Exercise brief
A faithful, complete copy of the entries is the sole expected answer.

----------

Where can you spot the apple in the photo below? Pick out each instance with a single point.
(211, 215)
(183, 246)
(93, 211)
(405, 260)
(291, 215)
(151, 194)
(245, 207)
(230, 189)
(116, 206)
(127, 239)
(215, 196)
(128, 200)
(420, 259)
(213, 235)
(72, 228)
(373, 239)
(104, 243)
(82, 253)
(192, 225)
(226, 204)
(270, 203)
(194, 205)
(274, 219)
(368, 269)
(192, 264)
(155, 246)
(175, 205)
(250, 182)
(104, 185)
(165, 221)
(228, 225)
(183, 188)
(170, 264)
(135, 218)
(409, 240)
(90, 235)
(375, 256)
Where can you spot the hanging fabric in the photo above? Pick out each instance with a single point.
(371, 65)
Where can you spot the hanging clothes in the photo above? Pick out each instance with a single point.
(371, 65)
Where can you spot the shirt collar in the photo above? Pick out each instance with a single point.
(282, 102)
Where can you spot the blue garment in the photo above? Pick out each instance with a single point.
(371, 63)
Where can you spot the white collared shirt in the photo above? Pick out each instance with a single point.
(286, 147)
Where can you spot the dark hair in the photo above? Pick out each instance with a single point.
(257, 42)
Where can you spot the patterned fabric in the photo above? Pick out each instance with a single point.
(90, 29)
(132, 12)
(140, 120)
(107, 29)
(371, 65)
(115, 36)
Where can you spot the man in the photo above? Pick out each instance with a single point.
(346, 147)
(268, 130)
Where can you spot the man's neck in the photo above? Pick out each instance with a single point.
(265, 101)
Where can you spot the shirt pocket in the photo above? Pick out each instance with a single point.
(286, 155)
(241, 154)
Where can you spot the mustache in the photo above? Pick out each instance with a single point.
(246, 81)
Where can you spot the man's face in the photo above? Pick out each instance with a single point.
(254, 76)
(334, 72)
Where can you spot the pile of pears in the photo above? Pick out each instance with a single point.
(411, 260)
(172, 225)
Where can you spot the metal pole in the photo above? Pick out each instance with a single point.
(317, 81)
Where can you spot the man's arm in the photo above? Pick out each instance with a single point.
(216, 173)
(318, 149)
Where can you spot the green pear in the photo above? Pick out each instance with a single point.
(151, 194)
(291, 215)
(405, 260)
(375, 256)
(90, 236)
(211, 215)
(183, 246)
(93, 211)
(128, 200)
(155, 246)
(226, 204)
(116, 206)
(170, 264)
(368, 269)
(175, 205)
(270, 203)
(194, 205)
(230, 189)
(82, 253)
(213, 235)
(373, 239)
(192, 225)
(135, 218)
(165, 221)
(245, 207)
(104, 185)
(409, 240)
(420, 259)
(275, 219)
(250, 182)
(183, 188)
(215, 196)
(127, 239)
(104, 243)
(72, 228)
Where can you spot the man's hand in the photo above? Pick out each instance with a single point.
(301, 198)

----------

Answer to the problem
Where can you spot the apple in the photo below? Pick out each instance with a single point.
(211, 215)
(183, 246)
(93, 211)
(405, 260)
(291, 215)
(151, 194)
(245, 207)
(230, 189)
(116, 206)
(127, 239)
(215, 196)
(128, 200)
(420, 259)
(213, 235)
(72, 228)
(373, 239)
(104, 243)
(82, 253)
(192, 225)
(226, 204)
(270, 203)
(194, 205)
(274, 219)
(368, 269)
(192, 264)
(155, 246)
(175, 205)
(250, 182)
(104, 185)
(165, 221)
(228, 225)
(183, 188)
(170, 264)
(135, 218)
(409, 240)
(90, 235)
(375, 256)
Where can you spot the hanging fabric in the photo above? Pick out each instance with a single point.
(371, 65)
Where can you spot the hanging clothes in the photo above? Pick out each instance with a single point.
(371, 65)
Where can you spot the shirt collar in the photo above? Pick out each instance with a single point.
(282, 102)
Where can you spot the blue garment in the photo above? Pick out each instance with a single point.
(371, 63)
Where can you spot the white collared shirt in the photo above? Pick out each instance with a single point.
(286, 147)
Where can you spot the dark hair in the photo above? Pick out each instance with a single point.
(257, 42)
Where can you spot the patterned fabric in the photo above? Pick out each instance with a single point.
(90, 29)
(132, 12)
(140, 120)
(107, 29)
(371, 65)
(115, 36)
Where can you spot the man in the photo above? Pick out each instance with a single point.
(346, 147)
(268, 130)
Where can you spot the man's neck in the photo above? Pick out each instance with a single point.
(265, 101)
Where can you spot the shirt pocket in the photo above? Pick out each instance with a single point.
(286, 155)
(241, 154)
Where can you spot the mustache in the photo above? Pick out each instance with a single point.
(246, 81)
Where can you spot the man's face in the photo above? Pick out each instance with a single point.
(254, 76)
(334, 72)
Where can you spot the pile of pears in the photo above? Pick out each instance with a single point.
(411, 260)
(172, 225)
Where can you spot the metal pole in the photo above? Pick out each instance with a single point.
(317, 81)
Where can you spot the man's arm in the photo above? Pick out each instance with a single point.
(216, 173)
(318, 149)
Where can you spot the green pear in the photo above? Pick out each instance with a single point.
(151, 194)
(291, 215)
(405, 260)
(375, 256)
(90, 236)
(211, 215)
(183, 246)
(93, 211)
(128, 200)
(155, 246)
(226, 204)
(116, 206)
(170, 264)
(368, 269)
(175, 205)
(270, 203)
(194, 205)
(230, 189)
(82, 253)
(213, 235)
(373, 239)
(192, 225)
(135, 218)
(165, 221)
(245, 207)
(104, 185)
(409, 240)
(420, 259)
(275, 219)
(250, 182)
(183, 188)
(215, 196)
(127, 239)
(104, 243)
(72, 228)
Where can you spot the man's hand in the photo above? Pick out each instance with a single point.
(301, 198)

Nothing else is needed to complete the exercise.